▶ **指示**
次のリストで、文字列「green」を含む行の数を数え、その数だけを答えなさい。大文字と小文字は区別するものとする。

▶ **与えられた情報**
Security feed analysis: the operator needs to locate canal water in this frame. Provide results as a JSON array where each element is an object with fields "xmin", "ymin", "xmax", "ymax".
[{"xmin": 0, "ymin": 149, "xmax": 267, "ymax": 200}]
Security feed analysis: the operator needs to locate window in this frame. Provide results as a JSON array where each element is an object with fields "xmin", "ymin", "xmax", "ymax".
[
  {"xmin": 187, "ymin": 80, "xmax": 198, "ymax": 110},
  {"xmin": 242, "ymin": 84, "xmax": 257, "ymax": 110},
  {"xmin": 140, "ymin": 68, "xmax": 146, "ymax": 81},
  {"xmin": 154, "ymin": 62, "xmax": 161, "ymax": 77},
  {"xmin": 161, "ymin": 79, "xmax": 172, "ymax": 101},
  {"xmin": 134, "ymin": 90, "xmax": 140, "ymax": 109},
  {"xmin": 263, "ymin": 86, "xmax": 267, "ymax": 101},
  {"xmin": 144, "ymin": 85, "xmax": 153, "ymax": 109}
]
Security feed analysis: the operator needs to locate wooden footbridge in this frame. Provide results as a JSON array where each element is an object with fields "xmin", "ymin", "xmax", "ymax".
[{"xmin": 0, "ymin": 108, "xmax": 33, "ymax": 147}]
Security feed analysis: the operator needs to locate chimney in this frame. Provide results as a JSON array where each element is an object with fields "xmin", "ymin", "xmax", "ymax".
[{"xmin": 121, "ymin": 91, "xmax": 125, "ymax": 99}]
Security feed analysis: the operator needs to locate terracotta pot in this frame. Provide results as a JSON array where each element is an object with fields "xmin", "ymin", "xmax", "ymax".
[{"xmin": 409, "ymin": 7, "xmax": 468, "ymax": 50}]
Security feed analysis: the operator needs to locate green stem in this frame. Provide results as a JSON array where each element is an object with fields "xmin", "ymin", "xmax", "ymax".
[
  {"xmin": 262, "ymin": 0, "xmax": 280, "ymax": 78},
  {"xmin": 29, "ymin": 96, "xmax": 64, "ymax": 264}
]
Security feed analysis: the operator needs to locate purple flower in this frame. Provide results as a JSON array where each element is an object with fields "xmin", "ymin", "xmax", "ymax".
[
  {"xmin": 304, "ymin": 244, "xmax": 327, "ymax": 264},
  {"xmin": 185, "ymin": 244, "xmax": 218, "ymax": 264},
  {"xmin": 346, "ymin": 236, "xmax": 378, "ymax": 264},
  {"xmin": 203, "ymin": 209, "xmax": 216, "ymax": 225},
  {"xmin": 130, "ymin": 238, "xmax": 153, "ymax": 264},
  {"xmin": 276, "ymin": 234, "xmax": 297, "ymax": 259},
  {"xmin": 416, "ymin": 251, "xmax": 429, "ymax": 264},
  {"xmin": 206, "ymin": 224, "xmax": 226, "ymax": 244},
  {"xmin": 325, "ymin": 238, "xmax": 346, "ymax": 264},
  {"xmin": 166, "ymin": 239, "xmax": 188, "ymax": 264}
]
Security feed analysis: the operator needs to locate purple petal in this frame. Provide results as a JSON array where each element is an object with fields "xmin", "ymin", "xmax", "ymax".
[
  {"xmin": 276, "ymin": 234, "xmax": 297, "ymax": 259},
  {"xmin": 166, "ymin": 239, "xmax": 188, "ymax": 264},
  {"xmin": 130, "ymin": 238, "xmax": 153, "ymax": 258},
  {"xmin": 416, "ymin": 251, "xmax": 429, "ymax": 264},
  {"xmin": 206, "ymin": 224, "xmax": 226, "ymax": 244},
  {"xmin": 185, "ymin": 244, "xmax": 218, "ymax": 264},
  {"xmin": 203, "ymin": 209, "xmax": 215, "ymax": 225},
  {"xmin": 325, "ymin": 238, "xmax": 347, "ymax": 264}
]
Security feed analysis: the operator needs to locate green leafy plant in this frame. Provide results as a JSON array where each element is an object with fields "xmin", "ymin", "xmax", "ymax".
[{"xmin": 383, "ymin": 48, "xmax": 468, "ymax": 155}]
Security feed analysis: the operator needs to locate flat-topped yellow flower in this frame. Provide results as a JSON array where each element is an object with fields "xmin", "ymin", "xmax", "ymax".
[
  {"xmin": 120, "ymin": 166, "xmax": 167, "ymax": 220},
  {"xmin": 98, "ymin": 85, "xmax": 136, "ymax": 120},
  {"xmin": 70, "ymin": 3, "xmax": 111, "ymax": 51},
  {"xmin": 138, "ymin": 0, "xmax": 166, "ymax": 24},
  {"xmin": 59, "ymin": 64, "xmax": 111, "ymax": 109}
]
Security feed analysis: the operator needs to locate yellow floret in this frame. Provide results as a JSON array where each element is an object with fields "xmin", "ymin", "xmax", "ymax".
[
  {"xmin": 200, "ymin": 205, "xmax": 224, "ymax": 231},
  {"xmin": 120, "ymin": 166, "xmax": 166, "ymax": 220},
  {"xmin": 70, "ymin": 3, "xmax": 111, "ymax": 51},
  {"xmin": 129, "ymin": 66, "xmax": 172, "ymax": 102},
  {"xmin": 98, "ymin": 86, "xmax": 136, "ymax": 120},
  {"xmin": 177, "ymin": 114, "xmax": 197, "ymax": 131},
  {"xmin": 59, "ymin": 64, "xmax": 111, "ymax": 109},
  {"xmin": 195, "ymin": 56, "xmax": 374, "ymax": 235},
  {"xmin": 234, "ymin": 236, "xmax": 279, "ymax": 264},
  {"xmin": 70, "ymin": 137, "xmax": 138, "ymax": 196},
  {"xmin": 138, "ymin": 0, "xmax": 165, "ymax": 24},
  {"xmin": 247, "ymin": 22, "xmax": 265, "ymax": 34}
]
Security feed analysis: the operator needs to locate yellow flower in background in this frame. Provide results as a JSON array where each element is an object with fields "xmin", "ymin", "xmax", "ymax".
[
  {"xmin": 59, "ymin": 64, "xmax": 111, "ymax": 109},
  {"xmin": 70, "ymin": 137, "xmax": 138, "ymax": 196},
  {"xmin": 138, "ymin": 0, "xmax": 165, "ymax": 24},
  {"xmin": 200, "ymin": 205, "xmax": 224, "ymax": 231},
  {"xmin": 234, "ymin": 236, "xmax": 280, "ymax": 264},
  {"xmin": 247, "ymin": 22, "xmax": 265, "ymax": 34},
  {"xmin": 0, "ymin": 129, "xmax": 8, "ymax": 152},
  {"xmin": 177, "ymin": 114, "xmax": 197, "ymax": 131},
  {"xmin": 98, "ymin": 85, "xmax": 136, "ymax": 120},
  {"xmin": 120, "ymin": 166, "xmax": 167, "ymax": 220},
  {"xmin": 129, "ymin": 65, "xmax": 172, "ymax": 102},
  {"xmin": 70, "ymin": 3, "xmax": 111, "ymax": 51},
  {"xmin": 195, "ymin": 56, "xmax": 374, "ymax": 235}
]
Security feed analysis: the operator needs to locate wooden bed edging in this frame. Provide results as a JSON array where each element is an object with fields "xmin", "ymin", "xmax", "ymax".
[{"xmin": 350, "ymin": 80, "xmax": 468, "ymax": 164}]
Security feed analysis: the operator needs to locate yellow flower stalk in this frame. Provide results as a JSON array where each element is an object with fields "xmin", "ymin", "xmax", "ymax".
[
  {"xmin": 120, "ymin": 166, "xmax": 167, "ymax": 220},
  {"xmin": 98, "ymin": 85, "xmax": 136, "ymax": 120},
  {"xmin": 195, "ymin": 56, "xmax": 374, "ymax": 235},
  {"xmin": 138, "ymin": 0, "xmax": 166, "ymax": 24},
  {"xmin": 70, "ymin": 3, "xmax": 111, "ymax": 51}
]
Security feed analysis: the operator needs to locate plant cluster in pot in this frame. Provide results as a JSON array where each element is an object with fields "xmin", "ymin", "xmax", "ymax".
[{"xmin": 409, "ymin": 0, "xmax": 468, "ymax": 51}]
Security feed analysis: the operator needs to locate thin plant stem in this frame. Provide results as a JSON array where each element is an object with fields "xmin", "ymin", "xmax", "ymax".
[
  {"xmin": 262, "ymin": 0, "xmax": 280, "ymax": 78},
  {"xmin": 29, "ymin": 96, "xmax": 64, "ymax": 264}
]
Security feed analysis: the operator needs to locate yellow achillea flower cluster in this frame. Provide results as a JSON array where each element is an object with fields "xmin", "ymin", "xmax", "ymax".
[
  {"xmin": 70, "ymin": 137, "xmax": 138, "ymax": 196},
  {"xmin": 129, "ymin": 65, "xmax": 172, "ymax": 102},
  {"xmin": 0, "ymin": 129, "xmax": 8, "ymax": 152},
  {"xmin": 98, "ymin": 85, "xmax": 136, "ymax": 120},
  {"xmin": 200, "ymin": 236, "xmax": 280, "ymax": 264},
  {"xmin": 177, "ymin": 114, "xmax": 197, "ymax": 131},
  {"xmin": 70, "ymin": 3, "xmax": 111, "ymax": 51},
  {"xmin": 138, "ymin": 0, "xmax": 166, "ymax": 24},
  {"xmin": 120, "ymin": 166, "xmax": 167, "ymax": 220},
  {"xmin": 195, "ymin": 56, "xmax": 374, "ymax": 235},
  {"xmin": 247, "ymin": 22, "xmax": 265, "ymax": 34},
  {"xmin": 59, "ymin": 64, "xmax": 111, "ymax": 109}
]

▶ **結果**
2